:: Your task ::
Output every line below without omitting or altering anything.

** Begin Data supplied **

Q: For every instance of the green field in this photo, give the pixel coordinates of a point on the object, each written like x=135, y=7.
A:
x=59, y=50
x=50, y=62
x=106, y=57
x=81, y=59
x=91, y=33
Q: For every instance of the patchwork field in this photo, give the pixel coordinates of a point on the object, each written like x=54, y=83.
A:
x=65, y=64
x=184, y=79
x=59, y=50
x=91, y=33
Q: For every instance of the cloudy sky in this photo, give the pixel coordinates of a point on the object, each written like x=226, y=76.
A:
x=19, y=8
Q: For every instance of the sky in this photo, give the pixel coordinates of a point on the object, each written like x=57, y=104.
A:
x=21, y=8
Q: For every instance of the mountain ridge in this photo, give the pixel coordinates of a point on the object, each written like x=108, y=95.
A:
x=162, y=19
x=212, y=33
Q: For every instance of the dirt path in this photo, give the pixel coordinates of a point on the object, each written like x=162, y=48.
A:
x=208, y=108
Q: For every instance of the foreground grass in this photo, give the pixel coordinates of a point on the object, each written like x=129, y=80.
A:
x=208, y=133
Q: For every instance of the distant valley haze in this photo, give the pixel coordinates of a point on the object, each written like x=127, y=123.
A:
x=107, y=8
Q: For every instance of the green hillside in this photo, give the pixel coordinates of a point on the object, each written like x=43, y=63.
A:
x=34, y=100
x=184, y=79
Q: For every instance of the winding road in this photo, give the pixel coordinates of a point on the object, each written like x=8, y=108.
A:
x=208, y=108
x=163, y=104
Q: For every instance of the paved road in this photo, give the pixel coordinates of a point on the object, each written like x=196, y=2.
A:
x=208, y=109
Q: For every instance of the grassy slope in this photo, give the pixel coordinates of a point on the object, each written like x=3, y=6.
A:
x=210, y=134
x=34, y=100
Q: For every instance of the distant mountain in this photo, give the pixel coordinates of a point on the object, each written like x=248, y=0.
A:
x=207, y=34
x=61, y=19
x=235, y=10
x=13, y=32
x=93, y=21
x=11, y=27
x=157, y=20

** End Data supplied **

:: In response ::
Q: For every instance of the green field in this photo, give the pixel coordinates of a point on the object, each written like x=135, y=7.
A:
x=59, y=50
x=50, y=62
x=106, y=57
x=81, y=59
x=91, y=33
Q: For every instance of the patchwork field in this photo, give the pixel coordinates of a point on the object, each written like x=54, y=83.
A:
x=65, y=64
x=184, y=79
x=59, y=50
x=91, y=33
Q: For every instance of the cloudy sky in this photo, give the pixel coordinates of a point on the object, each written like x=226, y=76.
A:
x=19, y=8
Q: For every instance of the sky in this photo, give the pixel coordinates of a point on the object, each written like x=57, y=104.
A:
x=21, y=8
Q: For every instance of the mountain ridge in this photo, give the pixel coordinates of a point on the object, each written like x=108, y=95.
A:
x=162, y=19
x=212, y=33
Q: For every instance of the dirt path in this photo, give the pixel coordinates of a point on the object, each written like x=162, y=48.
A:
x=208, y=108
Q: For every instance of the foreground grass in this photo, give the pixel coordinates of a point on the object, each written like x=129, y=80.
A:
x=208, y=133
Q: For every instance of the distant valley haze in this photo, give the pixel coordinates of a point on the object, each written like x=127, y=123.
A:
x=107, y=8
Q: For every instance of the green hillside in this photo, give the pixel coordinates of a point on the object, each written like x=43, y=63.
A:
x=34, y=100
x=184, y=79
Q: For every instance of the winding road in this photo, give the pixel coordinates of a point on the object, each written like x=8, y=108.
A:
x=208, y=108
x=163, y=104
Q: For every instance of the paved road in this photo, give the pixel coordinates of a point on the object, each written like x=196, y=2.
A:
x=208, y=109
Q: For every instance of the grassy slope in this photo, give the pixel coordinates of a point on the object, each written like x=3, y=6.
A:
x=210, y=134
x=34, y=100
Q: For every instance of the distant mountain in this photo, give the pixel coordinates of a point on the object, each written like x=248, y=0.
A:
x=207, y=34
x=61, y=19
x=235, y=10
x=13, y=32
x=93, y=21
x=11, y=27
x=157, y=20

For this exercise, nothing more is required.